■ SHORT EXERCISE ■
Pick out every line in the material below that holds the word "polo", and copy each one. Case counts.

[Dataset rows showing where objects appear]
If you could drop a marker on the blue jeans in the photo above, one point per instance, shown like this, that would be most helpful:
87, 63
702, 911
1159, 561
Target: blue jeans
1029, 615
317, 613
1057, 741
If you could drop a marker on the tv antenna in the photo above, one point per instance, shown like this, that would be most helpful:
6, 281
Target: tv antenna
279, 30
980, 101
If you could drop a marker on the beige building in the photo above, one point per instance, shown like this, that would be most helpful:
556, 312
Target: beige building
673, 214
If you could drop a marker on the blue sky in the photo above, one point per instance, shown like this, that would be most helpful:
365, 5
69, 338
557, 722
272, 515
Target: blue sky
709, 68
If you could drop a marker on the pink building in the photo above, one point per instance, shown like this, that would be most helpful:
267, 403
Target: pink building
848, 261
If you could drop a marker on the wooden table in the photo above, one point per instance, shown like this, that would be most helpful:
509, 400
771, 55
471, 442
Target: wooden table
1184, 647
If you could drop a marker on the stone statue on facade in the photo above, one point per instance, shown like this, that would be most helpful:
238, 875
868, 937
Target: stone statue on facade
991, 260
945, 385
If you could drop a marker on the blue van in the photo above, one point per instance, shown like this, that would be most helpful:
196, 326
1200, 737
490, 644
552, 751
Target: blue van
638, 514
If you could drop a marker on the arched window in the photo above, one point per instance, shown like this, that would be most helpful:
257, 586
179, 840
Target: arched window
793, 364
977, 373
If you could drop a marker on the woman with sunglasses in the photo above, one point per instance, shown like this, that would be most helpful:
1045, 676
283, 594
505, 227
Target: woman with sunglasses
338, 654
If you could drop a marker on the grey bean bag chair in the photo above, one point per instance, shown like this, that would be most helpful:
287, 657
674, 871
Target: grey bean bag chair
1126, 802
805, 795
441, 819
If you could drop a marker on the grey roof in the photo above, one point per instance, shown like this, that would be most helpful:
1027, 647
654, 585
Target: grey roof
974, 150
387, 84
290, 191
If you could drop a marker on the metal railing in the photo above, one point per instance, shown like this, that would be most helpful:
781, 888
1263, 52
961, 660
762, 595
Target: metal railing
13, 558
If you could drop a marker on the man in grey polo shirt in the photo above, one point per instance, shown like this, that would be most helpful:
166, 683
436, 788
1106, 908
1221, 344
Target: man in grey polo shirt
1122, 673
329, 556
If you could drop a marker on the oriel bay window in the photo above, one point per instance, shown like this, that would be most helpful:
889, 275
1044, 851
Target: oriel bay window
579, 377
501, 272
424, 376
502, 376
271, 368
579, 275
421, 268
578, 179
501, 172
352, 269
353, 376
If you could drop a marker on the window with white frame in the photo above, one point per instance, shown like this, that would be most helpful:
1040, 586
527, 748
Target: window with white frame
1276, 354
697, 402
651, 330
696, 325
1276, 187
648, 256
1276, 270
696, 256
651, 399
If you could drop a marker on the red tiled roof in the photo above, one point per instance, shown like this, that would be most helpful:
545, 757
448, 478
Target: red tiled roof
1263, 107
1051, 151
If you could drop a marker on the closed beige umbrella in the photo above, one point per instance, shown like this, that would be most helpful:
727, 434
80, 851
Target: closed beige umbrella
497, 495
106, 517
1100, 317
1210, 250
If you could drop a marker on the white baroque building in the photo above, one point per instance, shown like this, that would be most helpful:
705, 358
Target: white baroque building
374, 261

==

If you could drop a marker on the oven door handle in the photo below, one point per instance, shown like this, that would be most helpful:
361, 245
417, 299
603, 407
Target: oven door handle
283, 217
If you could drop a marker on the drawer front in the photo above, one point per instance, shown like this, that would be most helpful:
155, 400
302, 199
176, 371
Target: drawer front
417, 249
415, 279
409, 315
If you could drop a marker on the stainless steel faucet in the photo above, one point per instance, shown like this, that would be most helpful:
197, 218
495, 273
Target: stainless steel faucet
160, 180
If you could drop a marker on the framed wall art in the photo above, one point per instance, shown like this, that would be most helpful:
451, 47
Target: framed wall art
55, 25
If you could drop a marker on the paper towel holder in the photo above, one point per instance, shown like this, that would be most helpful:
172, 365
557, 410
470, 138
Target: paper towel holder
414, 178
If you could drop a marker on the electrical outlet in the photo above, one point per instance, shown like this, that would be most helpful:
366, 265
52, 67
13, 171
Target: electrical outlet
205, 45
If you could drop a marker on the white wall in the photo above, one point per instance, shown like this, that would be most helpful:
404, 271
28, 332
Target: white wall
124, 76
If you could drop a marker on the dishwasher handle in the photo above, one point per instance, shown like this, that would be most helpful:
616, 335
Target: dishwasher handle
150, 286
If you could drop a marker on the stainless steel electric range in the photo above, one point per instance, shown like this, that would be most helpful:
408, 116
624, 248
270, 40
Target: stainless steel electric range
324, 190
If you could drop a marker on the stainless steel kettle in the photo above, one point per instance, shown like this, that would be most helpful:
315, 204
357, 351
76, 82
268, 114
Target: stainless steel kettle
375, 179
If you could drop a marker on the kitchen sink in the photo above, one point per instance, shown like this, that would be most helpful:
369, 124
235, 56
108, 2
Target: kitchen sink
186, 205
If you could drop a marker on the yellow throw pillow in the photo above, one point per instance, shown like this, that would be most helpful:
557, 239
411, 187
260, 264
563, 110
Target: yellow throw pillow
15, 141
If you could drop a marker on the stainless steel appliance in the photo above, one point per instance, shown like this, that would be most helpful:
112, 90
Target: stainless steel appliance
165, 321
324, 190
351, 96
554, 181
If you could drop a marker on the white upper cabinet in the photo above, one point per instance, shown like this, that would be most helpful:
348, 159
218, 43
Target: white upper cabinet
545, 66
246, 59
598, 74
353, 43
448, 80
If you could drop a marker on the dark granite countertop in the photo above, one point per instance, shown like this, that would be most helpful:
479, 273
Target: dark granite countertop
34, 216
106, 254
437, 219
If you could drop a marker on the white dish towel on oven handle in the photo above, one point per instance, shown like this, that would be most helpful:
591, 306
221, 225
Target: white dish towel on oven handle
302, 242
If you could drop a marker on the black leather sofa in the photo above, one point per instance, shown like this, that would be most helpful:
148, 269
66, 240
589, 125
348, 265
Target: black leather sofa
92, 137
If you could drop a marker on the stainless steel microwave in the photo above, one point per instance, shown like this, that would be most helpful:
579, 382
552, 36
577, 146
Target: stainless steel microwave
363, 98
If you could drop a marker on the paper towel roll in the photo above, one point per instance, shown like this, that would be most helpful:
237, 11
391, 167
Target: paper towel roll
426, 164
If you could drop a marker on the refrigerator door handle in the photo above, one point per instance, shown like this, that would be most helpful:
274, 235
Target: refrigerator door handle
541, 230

■ PROBLEM SOLUTION ■
If you could drop a marker on the man in grey polo shirt in the photo above, one point per instance, shown like this, that would be most helpful:
Target: man in grey polo shirt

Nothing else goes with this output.